(Extracted data entries)
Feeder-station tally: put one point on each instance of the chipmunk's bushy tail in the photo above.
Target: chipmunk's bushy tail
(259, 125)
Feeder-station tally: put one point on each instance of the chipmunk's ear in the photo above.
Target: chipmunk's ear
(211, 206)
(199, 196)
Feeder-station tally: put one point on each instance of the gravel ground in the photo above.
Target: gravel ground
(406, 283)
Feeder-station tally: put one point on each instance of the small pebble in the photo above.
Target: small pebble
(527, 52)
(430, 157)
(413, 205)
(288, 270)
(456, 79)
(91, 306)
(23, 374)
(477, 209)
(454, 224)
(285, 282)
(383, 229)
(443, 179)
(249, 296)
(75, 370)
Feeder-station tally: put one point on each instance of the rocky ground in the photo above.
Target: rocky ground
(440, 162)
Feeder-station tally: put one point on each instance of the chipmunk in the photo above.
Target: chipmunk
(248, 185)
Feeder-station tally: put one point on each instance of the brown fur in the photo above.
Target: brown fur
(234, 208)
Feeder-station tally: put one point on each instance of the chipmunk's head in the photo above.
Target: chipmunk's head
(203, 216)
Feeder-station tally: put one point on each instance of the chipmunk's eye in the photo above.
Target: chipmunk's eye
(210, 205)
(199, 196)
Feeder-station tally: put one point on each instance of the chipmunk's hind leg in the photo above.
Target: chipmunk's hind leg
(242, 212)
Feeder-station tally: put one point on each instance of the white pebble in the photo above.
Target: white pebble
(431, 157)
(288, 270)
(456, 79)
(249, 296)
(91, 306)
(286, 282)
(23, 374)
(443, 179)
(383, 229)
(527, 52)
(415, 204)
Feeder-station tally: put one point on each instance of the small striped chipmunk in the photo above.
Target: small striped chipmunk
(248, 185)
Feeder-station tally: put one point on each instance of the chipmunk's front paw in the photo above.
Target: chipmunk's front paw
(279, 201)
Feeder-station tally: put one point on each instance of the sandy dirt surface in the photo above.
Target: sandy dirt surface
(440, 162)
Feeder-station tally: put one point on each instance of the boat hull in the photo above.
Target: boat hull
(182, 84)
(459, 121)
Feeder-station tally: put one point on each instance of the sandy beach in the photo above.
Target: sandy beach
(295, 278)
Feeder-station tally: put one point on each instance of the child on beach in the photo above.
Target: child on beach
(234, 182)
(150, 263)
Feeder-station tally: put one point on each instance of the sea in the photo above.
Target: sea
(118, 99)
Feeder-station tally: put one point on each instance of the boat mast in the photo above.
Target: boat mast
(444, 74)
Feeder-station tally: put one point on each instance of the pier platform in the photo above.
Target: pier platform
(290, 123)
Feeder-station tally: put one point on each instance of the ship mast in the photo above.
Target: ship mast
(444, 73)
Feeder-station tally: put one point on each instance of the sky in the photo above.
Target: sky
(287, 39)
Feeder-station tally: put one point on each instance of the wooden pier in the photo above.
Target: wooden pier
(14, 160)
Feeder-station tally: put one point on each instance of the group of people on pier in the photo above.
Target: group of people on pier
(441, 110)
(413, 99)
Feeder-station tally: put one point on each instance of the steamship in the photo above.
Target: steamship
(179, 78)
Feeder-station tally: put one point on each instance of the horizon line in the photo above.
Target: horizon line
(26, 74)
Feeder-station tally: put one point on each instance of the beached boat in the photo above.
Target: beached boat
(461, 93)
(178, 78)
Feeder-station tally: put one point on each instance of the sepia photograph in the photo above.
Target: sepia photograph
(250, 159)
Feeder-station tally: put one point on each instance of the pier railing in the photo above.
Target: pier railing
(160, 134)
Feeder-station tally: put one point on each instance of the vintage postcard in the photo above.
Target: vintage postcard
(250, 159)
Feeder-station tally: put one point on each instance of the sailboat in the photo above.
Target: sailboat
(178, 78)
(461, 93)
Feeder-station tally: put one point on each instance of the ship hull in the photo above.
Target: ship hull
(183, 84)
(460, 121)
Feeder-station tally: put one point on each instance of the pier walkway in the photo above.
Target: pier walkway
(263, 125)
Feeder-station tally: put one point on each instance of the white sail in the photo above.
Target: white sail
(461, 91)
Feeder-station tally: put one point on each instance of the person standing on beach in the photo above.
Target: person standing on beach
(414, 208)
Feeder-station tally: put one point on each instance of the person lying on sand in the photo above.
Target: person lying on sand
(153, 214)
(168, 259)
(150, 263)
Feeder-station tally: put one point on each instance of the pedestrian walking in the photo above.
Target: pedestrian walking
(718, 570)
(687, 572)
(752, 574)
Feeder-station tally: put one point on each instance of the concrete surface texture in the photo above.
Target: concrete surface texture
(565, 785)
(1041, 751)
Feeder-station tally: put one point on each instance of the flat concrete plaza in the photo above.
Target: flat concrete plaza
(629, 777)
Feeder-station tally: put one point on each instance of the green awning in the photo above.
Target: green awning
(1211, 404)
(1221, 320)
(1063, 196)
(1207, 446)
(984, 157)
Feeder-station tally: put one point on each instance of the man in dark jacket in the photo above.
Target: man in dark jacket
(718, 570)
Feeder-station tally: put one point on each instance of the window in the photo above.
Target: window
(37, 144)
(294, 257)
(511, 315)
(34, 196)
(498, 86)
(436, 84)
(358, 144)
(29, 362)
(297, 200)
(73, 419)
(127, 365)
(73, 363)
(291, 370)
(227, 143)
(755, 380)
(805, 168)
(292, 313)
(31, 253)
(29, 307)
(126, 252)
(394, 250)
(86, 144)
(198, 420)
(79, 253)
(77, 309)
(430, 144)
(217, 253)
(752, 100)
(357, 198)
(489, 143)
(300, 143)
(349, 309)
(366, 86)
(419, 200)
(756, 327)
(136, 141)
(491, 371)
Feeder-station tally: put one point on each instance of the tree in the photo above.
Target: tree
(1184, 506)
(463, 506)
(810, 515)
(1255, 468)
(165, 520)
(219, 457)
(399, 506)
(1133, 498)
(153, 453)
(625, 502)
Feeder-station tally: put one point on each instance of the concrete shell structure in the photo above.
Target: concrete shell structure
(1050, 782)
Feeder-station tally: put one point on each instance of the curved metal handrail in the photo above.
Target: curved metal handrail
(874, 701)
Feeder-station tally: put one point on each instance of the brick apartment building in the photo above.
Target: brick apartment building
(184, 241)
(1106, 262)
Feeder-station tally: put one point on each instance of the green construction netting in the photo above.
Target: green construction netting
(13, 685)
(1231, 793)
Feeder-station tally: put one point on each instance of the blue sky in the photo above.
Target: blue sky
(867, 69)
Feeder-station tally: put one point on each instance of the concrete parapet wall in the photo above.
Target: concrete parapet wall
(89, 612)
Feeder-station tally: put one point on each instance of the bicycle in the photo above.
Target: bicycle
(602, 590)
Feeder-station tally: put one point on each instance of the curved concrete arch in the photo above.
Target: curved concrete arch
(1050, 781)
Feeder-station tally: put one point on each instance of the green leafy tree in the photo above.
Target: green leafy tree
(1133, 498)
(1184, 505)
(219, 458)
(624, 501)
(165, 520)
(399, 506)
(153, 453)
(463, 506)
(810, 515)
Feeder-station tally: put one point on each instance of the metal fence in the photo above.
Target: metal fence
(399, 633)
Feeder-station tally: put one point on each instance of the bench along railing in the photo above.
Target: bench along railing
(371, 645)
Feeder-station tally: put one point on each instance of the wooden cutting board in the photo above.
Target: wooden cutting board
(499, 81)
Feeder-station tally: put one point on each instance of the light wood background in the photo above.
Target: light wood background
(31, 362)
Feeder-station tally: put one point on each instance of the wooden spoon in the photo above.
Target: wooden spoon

## [TASK REQUIREMENTS]
Repeat exactly the lines from the line containing "netting in the photo above." through the last line of the records above, including both, and nothing else.

## [THE REPLY]
Feeder-station tally: put one point on each instance of the green construction netting in the photo above.
Target: green construction netting
(13, 685)
(1231, 793)
Feeder-station tally: put one point on each instance of the blue sky in the photo above.
Target: blue sky
(867, 69)
Feeder-station tally: put one point on each instance of the concrete parapet wall in the photo above.
Target: concrete parapet wall
(89, 612)
Feeder-station tally: put one point on each instance of the bicycle in the photo above.
Target: bicycle
(602, 590)
Feeder-station tally: put one point on each instance of the curved concrete arch in the photo above.
Target: curved concrete arch
(1050, 781)
Feeder-station tally: put one point on each instance of the green leafy tree in the photo above.
Target: green leafy tree
(1133, 498)
(1184, 505)
(219, 458)
(624, 501)
(165, 520)
(399, 506)
(153, 453)
(463, 506)
(810, 515)
Feeder-station tally: put one point on each instance of the metal fence in the photo above.
Target: metal fence
(399, 633)
Feeder-station tally: put one point on each instance of the bench along railing in the photo above.
Target: bench along railing
(371, 645)
Feeder-station tally: put one point on each instance of the wooden cutting board in the photo above.
Target: wooden cutting board
(499, 81)
Feeder-station tally: put one point on each instance of the light wood background in the photo above.
Target: light wood background
(31, 362)
Feeder-station tally: put one point on each instance of the wooden spoon in the photo above.
Target: wooden spoon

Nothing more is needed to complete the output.